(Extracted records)
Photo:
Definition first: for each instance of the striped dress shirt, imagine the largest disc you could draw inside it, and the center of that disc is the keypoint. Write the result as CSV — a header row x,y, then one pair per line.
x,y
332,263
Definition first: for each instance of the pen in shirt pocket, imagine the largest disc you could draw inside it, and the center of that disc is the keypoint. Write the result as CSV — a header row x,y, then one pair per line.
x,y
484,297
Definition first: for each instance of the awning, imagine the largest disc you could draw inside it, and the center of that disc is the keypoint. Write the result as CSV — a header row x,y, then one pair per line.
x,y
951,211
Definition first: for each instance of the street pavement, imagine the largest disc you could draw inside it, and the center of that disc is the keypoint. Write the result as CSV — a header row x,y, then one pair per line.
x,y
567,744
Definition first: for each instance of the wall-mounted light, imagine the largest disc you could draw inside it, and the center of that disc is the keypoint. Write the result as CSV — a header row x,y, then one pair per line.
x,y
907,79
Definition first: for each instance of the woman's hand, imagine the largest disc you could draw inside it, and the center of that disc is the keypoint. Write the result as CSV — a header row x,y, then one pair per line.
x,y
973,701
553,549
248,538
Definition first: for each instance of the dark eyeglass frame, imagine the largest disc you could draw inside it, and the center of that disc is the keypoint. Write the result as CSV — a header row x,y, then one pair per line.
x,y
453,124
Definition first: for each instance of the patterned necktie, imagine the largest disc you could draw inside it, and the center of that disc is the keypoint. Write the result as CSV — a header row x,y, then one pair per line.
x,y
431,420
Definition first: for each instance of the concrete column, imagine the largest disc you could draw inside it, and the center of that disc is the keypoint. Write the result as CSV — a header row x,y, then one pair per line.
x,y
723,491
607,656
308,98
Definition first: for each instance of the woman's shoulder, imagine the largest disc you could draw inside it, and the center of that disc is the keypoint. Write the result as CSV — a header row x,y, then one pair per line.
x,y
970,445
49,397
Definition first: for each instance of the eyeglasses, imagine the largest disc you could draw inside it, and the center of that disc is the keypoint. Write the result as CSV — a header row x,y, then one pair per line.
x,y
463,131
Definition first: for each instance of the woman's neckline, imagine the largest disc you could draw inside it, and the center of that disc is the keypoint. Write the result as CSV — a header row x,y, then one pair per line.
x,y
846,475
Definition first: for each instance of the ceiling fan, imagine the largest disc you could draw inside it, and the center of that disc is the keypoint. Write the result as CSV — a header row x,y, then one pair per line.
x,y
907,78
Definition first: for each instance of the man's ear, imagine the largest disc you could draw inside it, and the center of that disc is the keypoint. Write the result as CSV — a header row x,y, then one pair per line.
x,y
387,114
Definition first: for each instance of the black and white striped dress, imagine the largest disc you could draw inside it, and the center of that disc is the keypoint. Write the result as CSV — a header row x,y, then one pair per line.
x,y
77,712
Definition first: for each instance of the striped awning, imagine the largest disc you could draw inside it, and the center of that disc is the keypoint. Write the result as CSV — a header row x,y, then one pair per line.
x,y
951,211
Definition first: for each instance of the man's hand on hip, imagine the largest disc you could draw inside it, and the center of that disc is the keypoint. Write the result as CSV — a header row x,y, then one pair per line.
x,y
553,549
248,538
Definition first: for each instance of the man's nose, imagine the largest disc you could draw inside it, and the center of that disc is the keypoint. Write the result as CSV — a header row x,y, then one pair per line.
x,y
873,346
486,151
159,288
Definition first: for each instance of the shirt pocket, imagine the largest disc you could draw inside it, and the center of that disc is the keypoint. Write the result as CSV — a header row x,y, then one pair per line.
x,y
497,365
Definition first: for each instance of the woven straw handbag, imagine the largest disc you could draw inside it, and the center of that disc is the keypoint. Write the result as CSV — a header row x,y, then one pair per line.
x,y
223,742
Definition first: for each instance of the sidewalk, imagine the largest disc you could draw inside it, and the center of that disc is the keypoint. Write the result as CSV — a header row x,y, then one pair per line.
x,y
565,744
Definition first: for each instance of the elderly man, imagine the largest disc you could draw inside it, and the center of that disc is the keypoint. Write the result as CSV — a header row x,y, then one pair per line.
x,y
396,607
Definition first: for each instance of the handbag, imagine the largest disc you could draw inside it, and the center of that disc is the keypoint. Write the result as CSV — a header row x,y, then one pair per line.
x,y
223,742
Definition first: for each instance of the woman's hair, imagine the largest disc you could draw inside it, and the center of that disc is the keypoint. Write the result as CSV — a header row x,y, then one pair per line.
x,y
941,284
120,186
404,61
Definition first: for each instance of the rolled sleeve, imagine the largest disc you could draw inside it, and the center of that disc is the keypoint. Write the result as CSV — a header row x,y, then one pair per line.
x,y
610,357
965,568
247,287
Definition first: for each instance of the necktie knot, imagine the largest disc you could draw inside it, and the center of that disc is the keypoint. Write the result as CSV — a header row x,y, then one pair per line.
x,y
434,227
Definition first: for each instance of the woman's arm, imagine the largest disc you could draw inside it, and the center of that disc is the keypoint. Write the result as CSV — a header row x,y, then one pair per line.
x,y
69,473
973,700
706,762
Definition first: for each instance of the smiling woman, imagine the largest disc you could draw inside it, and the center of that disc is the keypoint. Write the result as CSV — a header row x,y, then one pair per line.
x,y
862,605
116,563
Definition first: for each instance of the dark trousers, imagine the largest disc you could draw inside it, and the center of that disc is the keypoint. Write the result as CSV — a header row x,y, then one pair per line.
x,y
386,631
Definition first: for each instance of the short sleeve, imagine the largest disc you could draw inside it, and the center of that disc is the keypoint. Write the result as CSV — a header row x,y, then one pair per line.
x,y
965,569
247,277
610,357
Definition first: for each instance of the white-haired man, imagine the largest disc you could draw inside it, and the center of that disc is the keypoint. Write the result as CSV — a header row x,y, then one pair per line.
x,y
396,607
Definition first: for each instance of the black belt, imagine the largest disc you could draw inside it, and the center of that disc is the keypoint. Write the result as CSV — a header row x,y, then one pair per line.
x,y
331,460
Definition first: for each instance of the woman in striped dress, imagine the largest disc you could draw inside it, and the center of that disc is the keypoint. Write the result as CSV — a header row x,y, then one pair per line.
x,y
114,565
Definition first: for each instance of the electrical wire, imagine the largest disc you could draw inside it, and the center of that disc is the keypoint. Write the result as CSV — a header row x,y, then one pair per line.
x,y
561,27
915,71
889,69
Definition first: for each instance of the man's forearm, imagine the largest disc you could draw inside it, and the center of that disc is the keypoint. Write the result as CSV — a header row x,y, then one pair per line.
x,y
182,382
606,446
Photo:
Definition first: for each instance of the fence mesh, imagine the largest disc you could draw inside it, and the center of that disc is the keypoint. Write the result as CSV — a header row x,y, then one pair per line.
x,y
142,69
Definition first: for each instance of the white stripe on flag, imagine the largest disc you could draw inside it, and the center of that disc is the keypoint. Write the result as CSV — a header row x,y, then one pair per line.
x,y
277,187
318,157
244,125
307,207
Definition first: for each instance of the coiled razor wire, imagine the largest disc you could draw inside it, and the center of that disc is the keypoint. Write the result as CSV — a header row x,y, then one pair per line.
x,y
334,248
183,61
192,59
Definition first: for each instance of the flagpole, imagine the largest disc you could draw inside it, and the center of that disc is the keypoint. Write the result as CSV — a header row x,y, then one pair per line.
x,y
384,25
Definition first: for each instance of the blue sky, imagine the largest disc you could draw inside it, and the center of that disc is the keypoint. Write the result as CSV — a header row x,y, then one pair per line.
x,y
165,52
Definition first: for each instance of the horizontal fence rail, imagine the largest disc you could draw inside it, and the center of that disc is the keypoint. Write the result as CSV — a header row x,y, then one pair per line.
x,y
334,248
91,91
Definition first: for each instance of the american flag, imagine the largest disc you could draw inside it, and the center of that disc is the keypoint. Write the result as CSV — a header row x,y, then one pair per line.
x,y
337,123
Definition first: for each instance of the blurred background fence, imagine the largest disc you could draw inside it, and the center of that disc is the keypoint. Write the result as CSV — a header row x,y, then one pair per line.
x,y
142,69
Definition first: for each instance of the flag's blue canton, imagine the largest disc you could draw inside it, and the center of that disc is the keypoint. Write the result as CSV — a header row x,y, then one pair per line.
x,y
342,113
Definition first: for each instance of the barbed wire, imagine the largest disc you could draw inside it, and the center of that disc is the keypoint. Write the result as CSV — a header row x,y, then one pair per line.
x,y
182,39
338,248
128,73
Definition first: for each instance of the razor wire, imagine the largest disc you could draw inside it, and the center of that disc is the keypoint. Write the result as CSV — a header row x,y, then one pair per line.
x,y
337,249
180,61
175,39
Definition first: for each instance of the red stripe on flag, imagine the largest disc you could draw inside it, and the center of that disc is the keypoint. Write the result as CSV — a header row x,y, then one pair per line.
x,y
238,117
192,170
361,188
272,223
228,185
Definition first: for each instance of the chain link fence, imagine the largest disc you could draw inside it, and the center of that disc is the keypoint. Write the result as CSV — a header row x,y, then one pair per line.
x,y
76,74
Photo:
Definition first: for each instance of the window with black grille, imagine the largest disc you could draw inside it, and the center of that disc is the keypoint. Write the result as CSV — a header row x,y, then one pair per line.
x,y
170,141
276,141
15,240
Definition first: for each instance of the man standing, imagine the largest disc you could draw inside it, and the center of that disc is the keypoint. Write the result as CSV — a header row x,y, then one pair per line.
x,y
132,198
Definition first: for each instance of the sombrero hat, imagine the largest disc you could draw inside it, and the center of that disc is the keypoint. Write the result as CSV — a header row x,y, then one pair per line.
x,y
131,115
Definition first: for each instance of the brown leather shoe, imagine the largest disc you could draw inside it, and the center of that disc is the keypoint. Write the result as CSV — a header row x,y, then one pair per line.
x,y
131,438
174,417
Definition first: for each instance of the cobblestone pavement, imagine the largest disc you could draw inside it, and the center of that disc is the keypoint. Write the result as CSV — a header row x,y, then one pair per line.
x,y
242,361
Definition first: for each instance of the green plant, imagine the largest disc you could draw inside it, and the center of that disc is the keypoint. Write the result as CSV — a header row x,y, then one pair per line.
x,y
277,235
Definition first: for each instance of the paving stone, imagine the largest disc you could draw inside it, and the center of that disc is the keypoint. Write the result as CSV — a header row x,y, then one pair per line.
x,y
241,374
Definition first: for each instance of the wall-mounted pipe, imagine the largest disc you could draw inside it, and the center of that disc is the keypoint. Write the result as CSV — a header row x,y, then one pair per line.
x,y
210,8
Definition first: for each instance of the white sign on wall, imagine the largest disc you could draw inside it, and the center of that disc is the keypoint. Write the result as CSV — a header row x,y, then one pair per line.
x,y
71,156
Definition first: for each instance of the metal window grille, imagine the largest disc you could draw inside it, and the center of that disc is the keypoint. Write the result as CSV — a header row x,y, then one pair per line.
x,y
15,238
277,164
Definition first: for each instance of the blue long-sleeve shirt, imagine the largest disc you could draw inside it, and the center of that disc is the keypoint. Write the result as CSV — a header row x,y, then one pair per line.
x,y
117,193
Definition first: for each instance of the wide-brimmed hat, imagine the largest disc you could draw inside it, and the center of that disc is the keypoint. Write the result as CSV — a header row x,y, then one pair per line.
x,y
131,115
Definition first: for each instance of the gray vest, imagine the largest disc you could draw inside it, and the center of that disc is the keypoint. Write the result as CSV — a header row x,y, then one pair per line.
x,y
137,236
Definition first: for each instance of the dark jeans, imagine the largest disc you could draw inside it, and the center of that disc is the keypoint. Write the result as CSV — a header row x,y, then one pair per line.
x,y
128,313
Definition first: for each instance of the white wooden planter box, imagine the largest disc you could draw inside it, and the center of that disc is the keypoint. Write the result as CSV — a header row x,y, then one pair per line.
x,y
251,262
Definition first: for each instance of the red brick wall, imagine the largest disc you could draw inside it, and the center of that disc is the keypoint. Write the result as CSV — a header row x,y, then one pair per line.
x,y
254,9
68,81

▸ **Work to be completed**: Write out, word for word, every line from the one containing "Definition first: for each instance of the dark jeans, imagine" through the last line of the records above.

▸ **Answer**:
Definition first: for each instance of the dark jeans, imagine the largest disc you could draw inside it, and the center of that disc is the keypoint. Write the result as CSV — a header row x,y, then one pair per line.
x,y
128,313
Definition first: for each instance of the white wooden planter box, imagine the largest disc you could draw inside it, and the center of that disc is the keypoint. Write the result as CSV — a header row x,y, then one pair per line.
x,y
251,262
Definition first: for each instance of the red brick wall, imagine the largest disc you could draw inside it, and the center of that disc is the keypoint. Write the result as CSV — a header row x,y, then one pair per line.
x,y
254,9
68,81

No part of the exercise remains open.